··· Text shown ···
Its fair to give him a pass because it was his first season as a head coach. But now we're seeing the same crap 3 seasons later. He's never going to deviate from his "system" and thats the biggest problem.
Yes actually they were. People always just look at the standings and say anaheim had a crappy team that year.
But always seem to skip over the minor details of that anaheim team missing there best defensemen (hall of fame bound), and there best forward (hall of fame bound) for half of the season.
The team that faced san jose in round 1 wasn't the same team that struggled through half the season due to missing there 2 best players, who just happened to come back during anaheims magicall run to make the playoffs.
And also at the same time the san jose team that dominated the league early in the season wasn't the same sharks team that went into the playoffs due to injuries. Marleau was still hurt, clowe was still hurt, blake was still hurt.
Its fair to give him a pass because it was his first season as a head coach. But now we're seeing the same crap 3 seasons later. He's never going to deviate from his "system" and thats the biggest problem.
He's modified his system to accommodate the skills on his roster. I don't like some of the modifications and I don't like the lack of vision in skills assessment when transaction minuses and drafting/development are not taken into account. He was used to Detroit where they could get closer to the type of players needed and had a system in place to keep the prospect pool deeper. SJ doesn't have that.
···
Task statement — Copy the hockey discussion word for word between "Yes actually they" and "was still hurt.", inclusive.
··· Excerpted data ···
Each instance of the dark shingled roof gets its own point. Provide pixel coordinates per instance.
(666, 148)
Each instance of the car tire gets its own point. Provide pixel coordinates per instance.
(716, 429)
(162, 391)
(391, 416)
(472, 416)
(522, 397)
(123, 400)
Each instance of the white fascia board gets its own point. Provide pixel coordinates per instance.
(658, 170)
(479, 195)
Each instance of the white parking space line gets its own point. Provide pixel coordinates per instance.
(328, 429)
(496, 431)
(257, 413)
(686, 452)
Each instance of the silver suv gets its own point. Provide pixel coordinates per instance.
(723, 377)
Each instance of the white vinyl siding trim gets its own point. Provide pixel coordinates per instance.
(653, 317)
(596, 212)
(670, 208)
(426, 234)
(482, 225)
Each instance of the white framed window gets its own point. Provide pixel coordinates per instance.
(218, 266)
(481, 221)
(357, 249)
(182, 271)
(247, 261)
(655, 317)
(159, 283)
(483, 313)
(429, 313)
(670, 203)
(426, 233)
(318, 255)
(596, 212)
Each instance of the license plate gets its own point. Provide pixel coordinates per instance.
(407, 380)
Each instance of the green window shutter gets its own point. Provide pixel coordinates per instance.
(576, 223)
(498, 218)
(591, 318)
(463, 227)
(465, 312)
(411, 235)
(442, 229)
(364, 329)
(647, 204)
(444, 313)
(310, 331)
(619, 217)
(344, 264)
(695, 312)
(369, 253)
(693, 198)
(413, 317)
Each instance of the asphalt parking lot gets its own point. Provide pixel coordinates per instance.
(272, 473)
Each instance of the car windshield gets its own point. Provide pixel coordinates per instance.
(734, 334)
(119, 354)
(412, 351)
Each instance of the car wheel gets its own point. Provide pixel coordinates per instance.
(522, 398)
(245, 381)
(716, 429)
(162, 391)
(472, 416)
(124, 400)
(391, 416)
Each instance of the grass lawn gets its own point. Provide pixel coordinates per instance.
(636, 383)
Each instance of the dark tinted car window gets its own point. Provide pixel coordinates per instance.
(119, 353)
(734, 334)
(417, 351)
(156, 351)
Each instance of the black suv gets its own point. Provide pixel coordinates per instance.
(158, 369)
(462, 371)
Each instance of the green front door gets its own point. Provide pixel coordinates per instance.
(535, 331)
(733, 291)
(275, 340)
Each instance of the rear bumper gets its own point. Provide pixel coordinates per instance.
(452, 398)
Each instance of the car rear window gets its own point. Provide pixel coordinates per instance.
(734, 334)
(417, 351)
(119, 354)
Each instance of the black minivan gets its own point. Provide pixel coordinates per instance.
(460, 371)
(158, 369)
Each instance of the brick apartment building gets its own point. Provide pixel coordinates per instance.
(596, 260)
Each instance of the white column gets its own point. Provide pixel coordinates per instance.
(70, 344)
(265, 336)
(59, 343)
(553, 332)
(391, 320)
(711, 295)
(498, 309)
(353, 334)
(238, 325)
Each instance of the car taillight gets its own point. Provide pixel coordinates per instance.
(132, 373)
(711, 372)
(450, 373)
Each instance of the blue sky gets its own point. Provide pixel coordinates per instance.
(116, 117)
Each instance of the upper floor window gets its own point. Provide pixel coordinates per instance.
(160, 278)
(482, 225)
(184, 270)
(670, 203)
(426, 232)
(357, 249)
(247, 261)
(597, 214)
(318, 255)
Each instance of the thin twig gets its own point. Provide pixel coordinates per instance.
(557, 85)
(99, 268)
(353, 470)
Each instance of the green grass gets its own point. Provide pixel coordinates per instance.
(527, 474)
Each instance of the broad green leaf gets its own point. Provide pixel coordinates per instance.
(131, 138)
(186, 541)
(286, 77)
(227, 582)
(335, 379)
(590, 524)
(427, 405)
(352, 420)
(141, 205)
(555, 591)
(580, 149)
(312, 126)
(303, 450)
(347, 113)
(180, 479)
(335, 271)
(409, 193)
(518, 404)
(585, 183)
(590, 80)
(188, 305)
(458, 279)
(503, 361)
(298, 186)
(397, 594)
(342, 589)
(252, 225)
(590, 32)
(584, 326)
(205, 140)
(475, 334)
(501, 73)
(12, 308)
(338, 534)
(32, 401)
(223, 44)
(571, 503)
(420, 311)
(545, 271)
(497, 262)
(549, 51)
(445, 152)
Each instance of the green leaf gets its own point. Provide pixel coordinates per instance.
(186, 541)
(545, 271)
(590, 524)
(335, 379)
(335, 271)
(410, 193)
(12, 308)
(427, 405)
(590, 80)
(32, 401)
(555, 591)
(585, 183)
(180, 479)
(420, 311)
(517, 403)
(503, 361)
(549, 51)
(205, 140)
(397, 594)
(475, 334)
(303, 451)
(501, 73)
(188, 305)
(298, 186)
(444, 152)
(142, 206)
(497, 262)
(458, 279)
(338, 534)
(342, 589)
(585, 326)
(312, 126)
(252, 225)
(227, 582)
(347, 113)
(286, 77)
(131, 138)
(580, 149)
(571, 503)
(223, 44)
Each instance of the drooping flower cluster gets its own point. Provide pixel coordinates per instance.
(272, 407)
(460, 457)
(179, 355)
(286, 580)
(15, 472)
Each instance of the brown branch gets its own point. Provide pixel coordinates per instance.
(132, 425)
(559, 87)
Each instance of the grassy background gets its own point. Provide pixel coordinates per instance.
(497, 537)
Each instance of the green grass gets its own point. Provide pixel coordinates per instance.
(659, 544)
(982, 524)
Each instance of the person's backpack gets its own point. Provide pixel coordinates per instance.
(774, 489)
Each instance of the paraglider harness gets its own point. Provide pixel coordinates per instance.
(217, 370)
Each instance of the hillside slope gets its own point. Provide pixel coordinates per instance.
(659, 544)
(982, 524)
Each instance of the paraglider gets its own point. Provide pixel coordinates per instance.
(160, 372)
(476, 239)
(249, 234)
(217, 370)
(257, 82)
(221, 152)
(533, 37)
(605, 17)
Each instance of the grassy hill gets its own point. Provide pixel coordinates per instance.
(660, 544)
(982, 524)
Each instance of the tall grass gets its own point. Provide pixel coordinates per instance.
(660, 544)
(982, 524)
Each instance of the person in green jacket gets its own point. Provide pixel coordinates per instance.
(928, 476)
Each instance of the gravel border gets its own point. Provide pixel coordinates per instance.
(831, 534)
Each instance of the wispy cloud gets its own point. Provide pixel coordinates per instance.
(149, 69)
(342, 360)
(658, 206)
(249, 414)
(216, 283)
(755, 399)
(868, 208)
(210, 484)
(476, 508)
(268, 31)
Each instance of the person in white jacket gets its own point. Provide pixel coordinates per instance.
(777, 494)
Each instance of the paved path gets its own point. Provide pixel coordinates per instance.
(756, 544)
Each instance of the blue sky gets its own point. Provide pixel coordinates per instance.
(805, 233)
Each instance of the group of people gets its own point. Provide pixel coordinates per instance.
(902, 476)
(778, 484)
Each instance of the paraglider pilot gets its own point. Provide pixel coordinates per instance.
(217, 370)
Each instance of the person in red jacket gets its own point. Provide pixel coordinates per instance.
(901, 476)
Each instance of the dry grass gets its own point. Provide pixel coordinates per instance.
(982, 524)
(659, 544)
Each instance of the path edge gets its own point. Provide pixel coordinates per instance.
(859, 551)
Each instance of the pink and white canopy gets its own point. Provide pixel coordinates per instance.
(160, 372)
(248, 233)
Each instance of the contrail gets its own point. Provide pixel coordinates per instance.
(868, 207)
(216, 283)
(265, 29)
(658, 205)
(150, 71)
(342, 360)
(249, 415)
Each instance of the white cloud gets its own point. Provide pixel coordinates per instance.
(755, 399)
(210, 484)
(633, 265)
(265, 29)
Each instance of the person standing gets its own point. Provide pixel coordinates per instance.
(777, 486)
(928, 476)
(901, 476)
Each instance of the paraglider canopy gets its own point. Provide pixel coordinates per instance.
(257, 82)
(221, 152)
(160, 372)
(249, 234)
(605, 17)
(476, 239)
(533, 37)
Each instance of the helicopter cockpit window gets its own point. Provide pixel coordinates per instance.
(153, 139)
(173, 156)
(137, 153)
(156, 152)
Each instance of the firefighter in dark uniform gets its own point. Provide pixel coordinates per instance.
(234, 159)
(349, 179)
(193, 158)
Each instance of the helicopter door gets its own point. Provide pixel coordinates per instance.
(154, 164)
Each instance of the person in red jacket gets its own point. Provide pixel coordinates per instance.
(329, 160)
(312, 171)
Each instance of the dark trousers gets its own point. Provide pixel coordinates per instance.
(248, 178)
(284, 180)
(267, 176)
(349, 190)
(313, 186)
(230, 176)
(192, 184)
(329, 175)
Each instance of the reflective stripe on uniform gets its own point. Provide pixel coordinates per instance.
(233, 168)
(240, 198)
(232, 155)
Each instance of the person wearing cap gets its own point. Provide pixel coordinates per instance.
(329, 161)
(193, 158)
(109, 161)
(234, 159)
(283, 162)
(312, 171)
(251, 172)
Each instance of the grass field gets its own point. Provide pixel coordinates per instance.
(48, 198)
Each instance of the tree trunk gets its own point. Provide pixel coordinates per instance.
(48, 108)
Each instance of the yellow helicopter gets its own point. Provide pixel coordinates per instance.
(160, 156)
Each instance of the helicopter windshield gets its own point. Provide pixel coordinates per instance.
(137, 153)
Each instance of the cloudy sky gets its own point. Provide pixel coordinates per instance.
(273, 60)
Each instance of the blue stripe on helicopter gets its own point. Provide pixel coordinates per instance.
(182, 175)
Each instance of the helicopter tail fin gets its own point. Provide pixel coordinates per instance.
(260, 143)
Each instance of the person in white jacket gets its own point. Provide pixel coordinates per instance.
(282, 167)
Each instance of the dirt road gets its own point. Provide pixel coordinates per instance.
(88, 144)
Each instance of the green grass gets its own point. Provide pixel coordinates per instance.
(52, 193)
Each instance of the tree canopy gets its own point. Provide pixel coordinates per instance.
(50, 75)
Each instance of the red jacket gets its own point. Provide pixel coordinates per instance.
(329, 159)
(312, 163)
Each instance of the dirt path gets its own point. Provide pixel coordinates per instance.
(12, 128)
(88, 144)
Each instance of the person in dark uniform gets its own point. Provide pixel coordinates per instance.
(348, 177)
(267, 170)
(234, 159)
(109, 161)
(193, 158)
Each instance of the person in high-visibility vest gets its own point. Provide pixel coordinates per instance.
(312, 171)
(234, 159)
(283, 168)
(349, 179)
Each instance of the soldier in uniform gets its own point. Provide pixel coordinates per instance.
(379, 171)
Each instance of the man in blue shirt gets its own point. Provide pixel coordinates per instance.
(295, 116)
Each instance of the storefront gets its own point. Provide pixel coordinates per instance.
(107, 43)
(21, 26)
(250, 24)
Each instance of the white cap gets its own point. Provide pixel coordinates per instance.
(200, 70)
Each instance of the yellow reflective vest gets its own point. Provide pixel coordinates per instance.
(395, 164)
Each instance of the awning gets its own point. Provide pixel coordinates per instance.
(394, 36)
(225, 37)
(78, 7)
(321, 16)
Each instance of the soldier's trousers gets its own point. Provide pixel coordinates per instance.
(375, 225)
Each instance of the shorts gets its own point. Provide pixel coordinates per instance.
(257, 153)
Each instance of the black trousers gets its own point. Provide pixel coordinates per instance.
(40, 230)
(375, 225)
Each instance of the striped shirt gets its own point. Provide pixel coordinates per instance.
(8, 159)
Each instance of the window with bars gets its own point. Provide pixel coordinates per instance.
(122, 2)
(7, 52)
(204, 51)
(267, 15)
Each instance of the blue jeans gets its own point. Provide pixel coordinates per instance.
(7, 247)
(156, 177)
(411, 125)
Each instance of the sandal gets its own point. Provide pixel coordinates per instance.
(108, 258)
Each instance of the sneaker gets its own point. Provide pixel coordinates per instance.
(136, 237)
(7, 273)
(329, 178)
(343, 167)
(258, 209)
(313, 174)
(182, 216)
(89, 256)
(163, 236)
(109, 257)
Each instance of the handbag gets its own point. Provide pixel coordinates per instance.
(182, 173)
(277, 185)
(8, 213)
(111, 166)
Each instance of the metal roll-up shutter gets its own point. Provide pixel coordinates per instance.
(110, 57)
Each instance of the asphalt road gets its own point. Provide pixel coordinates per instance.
···
Response to the exercise —
Yes actually they were. People always just look at the standings and say anaheim had a crappy team that year.
But always seem to skip over the minor details of that anaheim team missing there best defensemen (hall of fame bound), and there best forward (hall of fame bound) for half of the season.
The team that faced san jose in round 1 wasn't the same team that struggled through half the season due to missing there 2 best players, who just happened to come back during anaheims magicall run to make the playoffs.
And also at the same time the san jose team that dominated the league early in the season wasn't the same sharks team that went into the playoffs due to injuries. Marleau was still hurt, clowe was still hurt, blake was still hurt.